= Problem to solve =
Locate the line with "In this photo, point at the neighboring" in the material. Copy that line and each one after it, through the last, exactly and with nothing else.

= Extracted data =
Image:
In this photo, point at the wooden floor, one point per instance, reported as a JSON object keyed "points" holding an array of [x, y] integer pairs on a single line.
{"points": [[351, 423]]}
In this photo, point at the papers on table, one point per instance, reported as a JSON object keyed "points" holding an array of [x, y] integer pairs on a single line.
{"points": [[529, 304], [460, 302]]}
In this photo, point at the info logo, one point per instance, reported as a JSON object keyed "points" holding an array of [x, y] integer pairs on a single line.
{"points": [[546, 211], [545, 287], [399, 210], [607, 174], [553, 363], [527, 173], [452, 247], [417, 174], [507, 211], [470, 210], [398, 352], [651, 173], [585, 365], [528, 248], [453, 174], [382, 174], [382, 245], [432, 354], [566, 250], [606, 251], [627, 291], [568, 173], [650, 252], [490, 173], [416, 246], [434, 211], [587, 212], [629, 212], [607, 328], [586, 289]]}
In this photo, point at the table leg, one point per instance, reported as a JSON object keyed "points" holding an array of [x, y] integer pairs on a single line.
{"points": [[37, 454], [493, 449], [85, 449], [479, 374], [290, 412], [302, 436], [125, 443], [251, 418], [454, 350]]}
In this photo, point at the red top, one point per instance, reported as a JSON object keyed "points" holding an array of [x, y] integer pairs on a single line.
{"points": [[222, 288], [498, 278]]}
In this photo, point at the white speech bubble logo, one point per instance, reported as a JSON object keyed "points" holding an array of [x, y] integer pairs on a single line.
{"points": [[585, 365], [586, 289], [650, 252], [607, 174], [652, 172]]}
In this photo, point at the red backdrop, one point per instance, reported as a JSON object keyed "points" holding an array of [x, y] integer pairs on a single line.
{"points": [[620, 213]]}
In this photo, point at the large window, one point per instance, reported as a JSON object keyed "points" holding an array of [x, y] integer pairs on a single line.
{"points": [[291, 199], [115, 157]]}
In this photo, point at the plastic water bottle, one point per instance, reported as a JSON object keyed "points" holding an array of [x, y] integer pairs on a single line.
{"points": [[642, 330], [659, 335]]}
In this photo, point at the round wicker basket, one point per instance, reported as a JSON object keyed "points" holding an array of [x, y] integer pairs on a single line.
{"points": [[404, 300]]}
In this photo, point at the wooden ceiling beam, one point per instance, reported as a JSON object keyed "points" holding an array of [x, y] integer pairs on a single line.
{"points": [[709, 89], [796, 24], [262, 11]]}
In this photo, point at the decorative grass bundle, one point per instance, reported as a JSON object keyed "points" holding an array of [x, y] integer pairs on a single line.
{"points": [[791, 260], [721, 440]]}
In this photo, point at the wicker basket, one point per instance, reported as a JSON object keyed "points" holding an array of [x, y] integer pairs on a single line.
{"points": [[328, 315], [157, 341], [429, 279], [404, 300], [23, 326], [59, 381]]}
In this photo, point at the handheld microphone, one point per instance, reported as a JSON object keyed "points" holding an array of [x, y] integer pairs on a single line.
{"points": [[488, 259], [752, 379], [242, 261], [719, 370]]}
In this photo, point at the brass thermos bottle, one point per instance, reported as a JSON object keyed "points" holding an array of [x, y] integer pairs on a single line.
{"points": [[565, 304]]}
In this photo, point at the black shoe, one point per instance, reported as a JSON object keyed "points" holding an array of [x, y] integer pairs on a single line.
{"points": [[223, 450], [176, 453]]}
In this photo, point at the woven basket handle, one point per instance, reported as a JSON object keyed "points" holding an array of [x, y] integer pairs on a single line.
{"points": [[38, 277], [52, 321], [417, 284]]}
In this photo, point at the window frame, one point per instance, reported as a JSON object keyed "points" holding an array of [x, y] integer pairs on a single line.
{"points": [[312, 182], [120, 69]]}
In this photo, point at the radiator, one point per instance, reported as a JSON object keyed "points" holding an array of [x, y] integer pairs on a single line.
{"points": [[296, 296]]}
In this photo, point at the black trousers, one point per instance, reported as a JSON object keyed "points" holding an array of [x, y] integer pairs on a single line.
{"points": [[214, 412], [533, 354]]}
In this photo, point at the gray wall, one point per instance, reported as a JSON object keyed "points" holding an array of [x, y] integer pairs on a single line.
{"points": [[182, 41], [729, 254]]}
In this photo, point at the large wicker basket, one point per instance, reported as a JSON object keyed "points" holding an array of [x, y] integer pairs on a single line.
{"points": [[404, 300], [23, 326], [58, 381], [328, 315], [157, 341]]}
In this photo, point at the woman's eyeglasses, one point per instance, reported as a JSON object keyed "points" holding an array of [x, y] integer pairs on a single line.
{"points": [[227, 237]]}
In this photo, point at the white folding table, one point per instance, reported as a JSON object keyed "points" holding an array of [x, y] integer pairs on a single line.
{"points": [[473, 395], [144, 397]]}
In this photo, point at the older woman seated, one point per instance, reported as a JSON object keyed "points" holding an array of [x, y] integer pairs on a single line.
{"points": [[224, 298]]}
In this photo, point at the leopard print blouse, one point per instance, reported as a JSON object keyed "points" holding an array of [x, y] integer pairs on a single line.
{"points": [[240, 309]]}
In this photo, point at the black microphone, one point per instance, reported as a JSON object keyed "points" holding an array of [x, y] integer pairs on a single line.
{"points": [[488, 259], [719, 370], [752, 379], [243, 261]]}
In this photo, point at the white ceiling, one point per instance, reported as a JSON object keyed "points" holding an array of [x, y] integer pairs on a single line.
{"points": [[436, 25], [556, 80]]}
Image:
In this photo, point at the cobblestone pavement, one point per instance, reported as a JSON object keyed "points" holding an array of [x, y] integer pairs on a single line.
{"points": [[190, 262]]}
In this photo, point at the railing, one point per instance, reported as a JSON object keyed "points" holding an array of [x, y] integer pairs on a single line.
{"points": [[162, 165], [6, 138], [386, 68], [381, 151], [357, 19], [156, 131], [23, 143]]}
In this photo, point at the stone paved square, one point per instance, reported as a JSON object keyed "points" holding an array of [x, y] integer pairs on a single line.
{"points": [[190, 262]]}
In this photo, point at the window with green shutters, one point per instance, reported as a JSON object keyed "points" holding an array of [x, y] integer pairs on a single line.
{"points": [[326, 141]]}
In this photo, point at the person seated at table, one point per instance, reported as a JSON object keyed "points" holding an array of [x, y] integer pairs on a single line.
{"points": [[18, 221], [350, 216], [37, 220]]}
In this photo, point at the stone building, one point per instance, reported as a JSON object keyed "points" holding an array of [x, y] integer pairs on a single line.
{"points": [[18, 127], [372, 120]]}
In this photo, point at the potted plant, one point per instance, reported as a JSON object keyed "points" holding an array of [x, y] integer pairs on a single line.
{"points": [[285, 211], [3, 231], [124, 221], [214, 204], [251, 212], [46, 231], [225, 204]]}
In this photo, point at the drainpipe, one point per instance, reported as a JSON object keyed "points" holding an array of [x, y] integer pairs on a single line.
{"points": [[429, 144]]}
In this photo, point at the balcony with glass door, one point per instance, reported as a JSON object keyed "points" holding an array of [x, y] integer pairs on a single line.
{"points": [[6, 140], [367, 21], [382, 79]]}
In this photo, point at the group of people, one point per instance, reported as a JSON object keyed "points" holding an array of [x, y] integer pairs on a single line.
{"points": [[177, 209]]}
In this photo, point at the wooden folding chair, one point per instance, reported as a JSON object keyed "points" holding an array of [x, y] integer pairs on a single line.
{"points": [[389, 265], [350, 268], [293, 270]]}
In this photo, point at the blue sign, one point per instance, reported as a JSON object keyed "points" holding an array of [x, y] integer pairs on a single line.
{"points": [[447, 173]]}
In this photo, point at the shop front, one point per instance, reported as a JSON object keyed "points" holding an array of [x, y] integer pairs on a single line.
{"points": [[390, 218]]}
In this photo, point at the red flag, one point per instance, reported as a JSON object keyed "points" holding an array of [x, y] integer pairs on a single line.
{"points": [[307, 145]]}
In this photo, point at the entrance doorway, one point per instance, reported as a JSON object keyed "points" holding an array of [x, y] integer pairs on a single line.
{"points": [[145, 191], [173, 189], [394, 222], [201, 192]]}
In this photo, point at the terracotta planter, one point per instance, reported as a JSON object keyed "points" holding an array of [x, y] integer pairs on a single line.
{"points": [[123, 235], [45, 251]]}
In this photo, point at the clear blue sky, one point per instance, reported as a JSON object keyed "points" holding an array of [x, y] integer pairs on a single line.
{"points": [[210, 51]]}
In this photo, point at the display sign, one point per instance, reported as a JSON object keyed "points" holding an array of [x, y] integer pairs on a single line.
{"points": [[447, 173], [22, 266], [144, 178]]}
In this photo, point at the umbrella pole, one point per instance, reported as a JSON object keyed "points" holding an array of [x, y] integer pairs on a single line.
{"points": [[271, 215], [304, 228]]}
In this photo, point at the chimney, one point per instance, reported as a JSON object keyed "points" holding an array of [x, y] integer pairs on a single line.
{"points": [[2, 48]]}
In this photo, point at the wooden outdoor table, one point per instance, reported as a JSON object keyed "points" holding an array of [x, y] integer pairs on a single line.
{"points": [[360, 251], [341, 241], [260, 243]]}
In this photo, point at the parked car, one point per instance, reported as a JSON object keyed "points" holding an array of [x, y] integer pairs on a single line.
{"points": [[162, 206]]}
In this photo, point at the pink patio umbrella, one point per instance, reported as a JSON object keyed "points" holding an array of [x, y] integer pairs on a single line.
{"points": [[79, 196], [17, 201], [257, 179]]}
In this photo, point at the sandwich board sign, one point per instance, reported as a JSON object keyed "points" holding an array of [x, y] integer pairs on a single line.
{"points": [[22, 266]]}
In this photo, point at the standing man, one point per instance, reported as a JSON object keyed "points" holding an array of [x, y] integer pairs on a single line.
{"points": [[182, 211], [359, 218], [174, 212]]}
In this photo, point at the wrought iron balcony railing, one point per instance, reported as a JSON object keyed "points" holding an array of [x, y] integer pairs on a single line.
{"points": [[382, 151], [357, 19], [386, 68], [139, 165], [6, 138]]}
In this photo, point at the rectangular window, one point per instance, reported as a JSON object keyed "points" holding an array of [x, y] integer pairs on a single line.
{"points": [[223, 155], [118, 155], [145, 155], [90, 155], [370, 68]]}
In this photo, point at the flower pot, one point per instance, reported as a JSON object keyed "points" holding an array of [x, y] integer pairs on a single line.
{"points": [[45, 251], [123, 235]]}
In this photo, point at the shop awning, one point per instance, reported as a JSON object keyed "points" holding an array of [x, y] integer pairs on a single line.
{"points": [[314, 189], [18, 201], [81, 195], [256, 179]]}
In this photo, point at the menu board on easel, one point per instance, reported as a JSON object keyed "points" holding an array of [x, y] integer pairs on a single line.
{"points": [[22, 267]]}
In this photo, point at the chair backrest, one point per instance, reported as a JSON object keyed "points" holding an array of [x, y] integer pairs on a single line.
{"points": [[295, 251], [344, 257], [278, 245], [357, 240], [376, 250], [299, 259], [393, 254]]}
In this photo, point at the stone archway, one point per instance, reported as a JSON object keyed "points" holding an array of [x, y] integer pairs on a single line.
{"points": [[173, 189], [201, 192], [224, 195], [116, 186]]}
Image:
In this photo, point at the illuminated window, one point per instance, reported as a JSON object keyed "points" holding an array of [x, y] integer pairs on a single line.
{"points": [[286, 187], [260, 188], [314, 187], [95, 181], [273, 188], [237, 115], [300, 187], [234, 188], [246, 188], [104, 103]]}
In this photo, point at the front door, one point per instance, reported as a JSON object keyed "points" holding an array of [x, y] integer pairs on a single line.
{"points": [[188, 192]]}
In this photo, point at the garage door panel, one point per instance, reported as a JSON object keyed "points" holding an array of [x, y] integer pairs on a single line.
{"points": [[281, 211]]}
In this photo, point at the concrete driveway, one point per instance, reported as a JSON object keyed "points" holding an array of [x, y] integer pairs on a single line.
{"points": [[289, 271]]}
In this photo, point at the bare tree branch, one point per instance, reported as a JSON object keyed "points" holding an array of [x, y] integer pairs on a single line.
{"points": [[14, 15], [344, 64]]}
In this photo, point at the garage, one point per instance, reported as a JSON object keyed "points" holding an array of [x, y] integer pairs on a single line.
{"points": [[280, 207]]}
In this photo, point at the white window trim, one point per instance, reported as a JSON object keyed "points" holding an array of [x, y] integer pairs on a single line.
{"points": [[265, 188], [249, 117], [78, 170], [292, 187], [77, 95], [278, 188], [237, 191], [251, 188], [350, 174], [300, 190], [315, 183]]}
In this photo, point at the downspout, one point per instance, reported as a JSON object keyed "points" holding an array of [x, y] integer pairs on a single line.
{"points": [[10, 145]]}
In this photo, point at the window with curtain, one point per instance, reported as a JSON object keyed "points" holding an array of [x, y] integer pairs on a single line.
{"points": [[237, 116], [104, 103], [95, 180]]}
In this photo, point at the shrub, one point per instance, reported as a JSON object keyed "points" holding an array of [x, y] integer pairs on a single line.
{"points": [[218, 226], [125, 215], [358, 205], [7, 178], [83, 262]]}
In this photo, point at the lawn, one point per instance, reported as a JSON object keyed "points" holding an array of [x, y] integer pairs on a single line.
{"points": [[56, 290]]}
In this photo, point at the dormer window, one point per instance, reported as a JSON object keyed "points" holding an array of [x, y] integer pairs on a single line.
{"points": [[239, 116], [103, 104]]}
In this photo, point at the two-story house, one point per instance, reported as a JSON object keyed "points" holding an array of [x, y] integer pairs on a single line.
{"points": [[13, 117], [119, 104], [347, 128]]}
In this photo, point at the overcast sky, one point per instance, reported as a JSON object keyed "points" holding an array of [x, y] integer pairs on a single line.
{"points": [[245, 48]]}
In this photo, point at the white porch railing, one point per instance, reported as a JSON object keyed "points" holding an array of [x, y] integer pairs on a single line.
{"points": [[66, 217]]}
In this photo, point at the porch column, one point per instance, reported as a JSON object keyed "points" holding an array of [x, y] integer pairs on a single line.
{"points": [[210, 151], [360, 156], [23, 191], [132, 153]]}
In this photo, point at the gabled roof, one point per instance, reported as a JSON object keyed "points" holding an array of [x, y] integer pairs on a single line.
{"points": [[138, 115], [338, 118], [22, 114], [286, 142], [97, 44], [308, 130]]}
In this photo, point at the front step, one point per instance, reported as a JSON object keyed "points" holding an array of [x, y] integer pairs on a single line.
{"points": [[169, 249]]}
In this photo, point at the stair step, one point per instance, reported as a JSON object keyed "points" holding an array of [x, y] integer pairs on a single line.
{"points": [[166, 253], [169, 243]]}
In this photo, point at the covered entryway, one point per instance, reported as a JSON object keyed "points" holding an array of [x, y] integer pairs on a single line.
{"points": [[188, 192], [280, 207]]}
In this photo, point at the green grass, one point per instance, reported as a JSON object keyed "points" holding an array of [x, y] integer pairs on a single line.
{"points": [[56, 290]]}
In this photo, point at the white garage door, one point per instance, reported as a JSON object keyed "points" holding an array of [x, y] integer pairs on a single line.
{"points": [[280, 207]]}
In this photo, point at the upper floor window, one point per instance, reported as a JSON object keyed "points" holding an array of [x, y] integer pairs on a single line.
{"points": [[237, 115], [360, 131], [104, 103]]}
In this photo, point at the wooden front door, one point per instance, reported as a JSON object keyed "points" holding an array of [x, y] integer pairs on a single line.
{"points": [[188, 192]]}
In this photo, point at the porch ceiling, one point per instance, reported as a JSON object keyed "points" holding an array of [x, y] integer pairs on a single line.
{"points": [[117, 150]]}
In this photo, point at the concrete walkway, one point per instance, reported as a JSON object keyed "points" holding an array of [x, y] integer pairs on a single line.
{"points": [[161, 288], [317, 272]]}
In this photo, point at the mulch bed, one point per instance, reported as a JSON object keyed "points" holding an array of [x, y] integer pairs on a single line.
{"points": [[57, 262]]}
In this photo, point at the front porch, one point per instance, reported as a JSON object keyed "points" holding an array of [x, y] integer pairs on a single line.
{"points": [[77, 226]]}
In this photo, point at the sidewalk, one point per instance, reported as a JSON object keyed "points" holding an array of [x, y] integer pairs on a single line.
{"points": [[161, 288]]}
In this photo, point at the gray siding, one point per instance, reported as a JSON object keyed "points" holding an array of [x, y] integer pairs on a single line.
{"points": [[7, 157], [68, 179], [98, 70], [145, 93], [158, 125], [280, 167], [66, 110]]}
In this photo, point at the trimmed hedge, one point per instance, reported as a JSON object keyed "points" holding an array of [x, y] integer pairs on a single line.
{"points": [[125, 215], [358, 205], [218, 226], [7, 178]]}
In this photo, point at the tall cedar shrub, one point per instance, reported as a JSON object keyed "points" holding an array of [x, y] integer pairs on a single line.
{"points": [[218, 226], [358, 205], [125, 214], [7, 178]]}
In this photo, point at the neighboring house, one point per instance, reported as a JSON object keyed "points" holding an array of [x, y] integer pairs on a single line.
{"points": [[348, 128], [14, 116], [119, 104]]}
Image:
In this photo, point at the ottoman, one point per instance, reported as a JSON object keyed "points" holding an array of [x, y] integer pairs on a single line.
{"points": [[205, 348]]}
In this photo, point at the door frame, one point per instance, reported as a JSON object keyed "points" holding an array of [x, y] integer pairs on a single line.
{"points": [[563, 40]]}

= Full output =
In this photo, point at the neighboring house, one point per instance, reported as a JSON object keyed "points" holding an array of [x, y] integer pairs on a single line.
{"points": [[348, 128], [14, 116], [119, 104]]}
Image:
In this photo, point at the ottoman, one point per instance, reported as a JSON object keyed "points" holding an array of [x, y] integer pairs on a single line.
{"points": [[205, 348]]}
In this photo, point at the door frame, one point per instance, reported as a JSON object keyed "points" holding an array of [x, y] integer pairs on a single line.
{"points": [[563, 40]]}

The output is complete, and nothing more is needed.